| Prompt 1 |
Reproduce the part of the content redirection passage that starts with "In one embodiment, the client 106 includes location" and goes on through "as described below.".
| Prompt 2 |
In the content redirection passage, what does one embodiment use to pass augmented analytics information?

| Source passage |
◇ ◇ ◇ ◇ ◇

FIG. 5 is a flow chart describing a process 300 for performing content request interception, analytics collection, and content request redirection. In step 302, the content request from client 106 is received by the content request parser 208 and the content asset is looked up in the content database 206 by the URI parser and augmented analytics extractor 210. In step 304, the URI parser and augmented analytics extractor 210 checks to see if enhanced analytics collection is configured. If not, processing proceeds to step 326 where the URI parser and augmented analytics extractor 210 passes downstream CDN 112 and surrogate 104 information to the content redirector 218 which selects a target location to which the content request is redirected. In one embodiment, the CDN 112 or surrogate 104 is selected based on a round robin or weighted round robin scheme to evenly distribute load among CDNs 112 or surrogates 104. In one embodiment, the request is redirected to the target location using HTTP redirects. In another embodiment, the request is transparently proxied to the target location.
If it is determined in step 304 that enhanced analytics collection is configured, processing proceeds to step 306 where the URI parser and augmented analytics extractor 210 extracts a first piece of augmented analytics information from the request. In one embodiment, augmented analytics information is passed via proprietary HTTP headers. In one embodiment, the client 106 includes augmented analytics information which may include information such as: localized bandwidth estimates, local network connectivity information, user playback information, rendering error information, location information, and/or round trip latency information. In one embodiment, intermediate network nodes 116 include augmented analytics information which may include information such as: localized bandwidth estimates, packet discard rates, location information, and/or timestamp information.
In one embodiment, the client 106 includes location information in the augmented analytics information. In one embodiment, location information may be in the form of GPS coordinates. In another embodiment, location information may be gleaned from source IP addresses. In another embodiment, location information may be in the form of country code or service provider code. Such location information, after having its hash validated may also be provided to the content redirector 218 for use in step 326 as described below.

◇ ◇ ◇ ◇ ◇

| Provided information |
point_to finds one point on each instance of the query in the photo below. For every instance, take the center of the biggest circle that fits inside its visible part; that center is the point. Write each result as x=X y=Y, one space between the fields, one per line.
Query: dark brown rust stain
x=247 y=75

◇ ◇ ◇ ◇ ◇

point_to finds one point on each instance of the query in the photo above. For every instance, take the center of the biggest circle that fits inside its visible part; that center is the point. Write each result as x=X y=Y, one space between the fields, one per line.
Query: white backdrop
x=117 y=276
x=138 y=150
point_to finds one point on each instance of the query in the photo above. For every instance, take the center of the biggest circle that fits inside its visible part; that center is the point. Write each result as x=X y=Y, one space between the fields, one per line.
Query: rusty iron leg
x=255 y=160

◇ ◇ ◇ ◇ ◇

| Task output 1 |
In one embodiment, the client 106 includes location information in the augmented analytics information. In one embodiment, location information may be in the form of GPS coordinates. In another embodiment, location information may be gleaned from source IP addresses. In another embodiment, location information may be in the form of country code or service provider code. Such location information, after having its hash validated may also be provided to the content redirector 218 for use in step 326 as described below.

| Task output 2 |
Proprietary HTTP headers.